_Document text_
-*-*-
Amid the whispering leaves of ancient oaks and billowing Spanish moss, an elegant woman with dark eyes and graceful stature strolls across the sacred grounds of Penn Center. Victoria Smalls, Director of History, Art and Culture is deeply rooted in the historic site. Born on St. Helena Island in 1970 to Elting B. and Laura Markovich Smalls, the first interracial couple on the island, Victoria lived a life of felicity and bliss in the midst of the Gullah culture. It would be years before her connection to Penn Center would come full circle.

Her father, a towering 6’6” charismatic man with a deep bass voice, met her mother during a Bahai conference at Penn Center in the 1960s. The Bahai Faith is a world religion that believes all religions, races, and people come from one God. Having graduated from Penn School in 1943, her father was a well-respected, beloved member of the Gullah community. Her mother, Laura, was a homemaker from Michigan who loved to paint with pastels. Due to the illegality of interracial marriages in South Carolina at the time, the couple married in Michigan. The newly blended family consisted of Laura’s four children and Elting’s six children, and would eventually grow to 18 children. Settling on St. Helena Island in the Tom Fripp community, Victoria’s upbringing was wrapped in layers of love like an old quilt. Despite the racial blending of the family, in an era where such unions were not overtly accepted, the Gullah community welcomed them with open arms.

Victoria’s exposure to the Gullah language from island residents and St. Helena Elementary school resulted in bilingualism. However, she soon sought to extinguish her vernacular when laughed at by some children while shopping in Beaufort. Her efforts to curtail her linguistic differences resulted in a stutter and a more subdued nature in an effort to hide her impediment.

But the wisdom of a respected Gullah community member, Mr. Gregory, a.k.a. ‘Buzzy,’ would ameliorate the situation. Immediately recognizing her problem, he offered young Victoria guidance. “You know you can get rid of that.” Continuing with sensitivity and compassion, “Think about what you will say before you say it. Sing your words.” Instantly she understood, and in less than a year, her speech was corrected.

Victoria attended South Carolina State University and University of South Carolina-Beaufort with a concentration in Early Childhood Education. As an artist, she painted and worked at The Red Piano Too art gallery with Mary Mack and hoped one day to own an art gallery featuring Gullah artisans. Nevertheless, fate would intervene. One afternoon as Victoria volunteered at Penn Center, she stood on the historic grounds glancing around and simply said, “Penn Center needs me.” Not long after she became Director of History, Art and Culture. “It was as if those who had gone before me heard my words. The words were so powerful it brought me to where I am.” She was finally home.
-*-*-
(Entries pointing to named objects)

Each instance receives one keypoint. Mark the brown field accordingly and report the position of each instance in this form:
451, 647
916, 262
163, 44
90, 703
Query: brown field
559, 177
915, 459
-*-*-
_Task to complete_
Continue the profile of Victoria Smalls and Penn Center from the point where it stops.

_Written response_
An American treasure, Penn School/Center was established more than 150 years ago to educate newly freed African Americans. Its rich history has very distinctive doctrines such as spirituality, strong character development, and learning a trade in order to compete on a national level. The school’s combination of academic advancement with the development of an industrial trade was very successful. The third component for self-sufficiency was land ownership, a philosophy many on the island embraced.

Victoria’s three children continue the Gullah legacy. Her eldest son, Christopher, a recent graduate of Winthrop College with a degree in Fine Arts, is a talented artist like his mother and grandmother before him. Her second son, Julian, a gifted student and talented football player, was “too rare and too beautiful for this world to keep.” Nine-year-old daughter, Layla, is vivacious and artistic, having already sold a piece of her art to an NFL player in Florida. Layla embodies all the love, compassion, and energy of her ancestry and will no doubt carry on family traditions.

Victoria shared fond memories of growing up on a farm in the Tom Fripp community. Whether playing with her siblings in the fields, picking blackberries for homemade cobbler, or fishing with her father in the ‘bateau,’ her childhood was charmed. “We harvested snap beans, peanuts, yams, watermelon, greens, tomatoes, cucumber, and lettuce. Mom blended warm bacon grease and crumpled bacon with lemon and poured it over salad. The greens would wilt ever so slightly from the heat and it was delicious.” With a glint in her eyes, she continued, “we shucked corn, ate half the blackberries we gathered before they made it to the cobbler, climbed trees to get pears for preserves, and had dirt fights in freshly plowed fields.”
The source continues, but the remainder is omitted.